_Exercise material_
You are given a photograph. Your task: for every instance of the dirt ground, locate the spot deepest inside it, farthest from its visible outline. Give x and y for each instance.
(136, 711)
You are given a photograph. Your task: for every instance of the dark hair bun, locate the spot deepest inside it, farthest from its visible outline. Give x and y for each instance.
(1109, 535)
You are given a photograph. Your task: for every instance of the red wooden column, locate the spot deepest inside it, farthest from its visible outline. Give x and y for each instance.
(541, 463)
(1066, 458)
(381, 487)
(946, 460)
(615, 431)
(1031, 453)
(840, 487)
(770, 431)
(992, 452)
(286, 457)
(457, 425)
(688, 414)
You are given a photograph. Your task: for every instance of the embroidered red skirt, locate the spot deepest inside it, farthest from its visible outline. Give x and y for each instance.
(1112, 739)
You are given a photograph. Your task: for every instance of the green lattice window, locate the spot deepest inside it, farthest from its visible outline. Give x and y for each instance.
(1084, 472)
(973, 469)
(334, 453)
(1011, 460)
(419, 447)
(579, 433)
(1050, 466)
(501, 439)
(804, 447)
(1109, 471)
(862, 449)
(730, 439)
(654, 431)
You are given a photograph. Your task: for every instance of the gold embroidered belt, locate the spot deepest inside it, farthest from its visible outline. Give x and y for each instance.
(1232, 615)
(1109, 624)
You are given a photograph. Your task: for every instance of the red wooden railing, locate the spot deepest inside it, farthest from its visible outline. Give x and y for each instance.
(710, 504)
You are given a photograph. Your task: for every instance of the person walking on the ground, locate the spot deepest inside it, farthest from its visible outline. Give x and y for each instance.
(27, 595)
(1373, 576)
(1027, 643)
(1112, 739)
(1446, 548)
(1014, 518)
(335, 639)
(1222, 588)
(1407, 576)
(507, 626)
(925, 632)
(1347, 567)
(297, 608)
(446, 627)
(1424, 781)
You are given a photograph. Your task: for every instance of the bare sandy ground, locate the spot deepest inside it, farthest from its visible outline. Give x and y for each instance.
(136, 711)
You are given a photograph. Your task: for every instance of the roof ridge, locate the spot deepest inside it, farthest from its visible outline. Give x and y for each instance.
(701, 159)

_Aim of the exercise_
Output every record above exactly as it appears.

_Exercise solution_
You are given a photograph. Your task: for every instance of the dirt ground, locate the spot deepest inside it, farthest from its visible outline. Give x and y for each instance.
(136, 711)
You are given a photograph. Your task: for every instance of the dark hair bun, locate the spot deepest inside it, farthest from its visible outline. Give x and y for each instance.
(1109, 535)
You are given a photograph. Your task: for every instance of the red wooden column, locate the spot deepest inside it, farthest from its visible outline. Give x and y for each instance.
(541, 463)
(1066, 458)
(381, 487)
(946, 460)
(615, 431)
(1031, 453)
(840, 487)
(770, 431)
(992, 452)
(286, 457)
(457, 425)
(688, 414)
You are given a photograph. Your task: for every instance of the embroidered red skirt, locate the spot deepest inside it, farthest from its visible outline. Give x and y for each instance.
(1112, 739)
You are given a photograph. Your task: for every instance of the green lattice window, locate the spot deepest inside it, farthest from its visible outline. Give x and y for each instance.
(1084, 472)
(973, 469)
(334, 453)
(1011, 460)
(419, 447)
(579, 433)
(1050, 466)
(501, 439)
(804, 447)
(1109, 471)
(862, 449)
(730, 439)
(654, 431)
You are given a photograph. Your task: for every instance of the gold embroidered belt, locate the spot deepest inside it, farthest from its visible outline. Give x and y for each instance.
(1232, 615)
(1109, 624)
You are given a photograph. Your task: for every instance of the red wooden railing, locate the spot deepest inside it, farthest from its visible outline. Give x and y for each instance.
(710, 504)
You are given a photograph. Your task: for every instance of the person walking on the ground, locate the spot deepest inside it, farthest from its visible outline. Give x and y for each instance.
(27, 595)
(1373, 576)
(1027, 643)
(1112, 739)
(1446, 548)
(1014, 518)
(335, 639)
(1222, 588)
(1407, 576)
(507, 626)
(925, 632)
(1347, 567)
(297, 608)
(446, 627)
(1424, 781)
You are given a photograph. Your task: for every instance of the bare sandy ground, locate the spot deepest inside it, farthest from its visible outline. Give x and y for each instance.
(136, 711)
You are given a photograph. Your task: for every instance of the roof ridge, locate the spot deepest inside it, farthest from its visible outline. Give x and y for each instance.
(701, 159)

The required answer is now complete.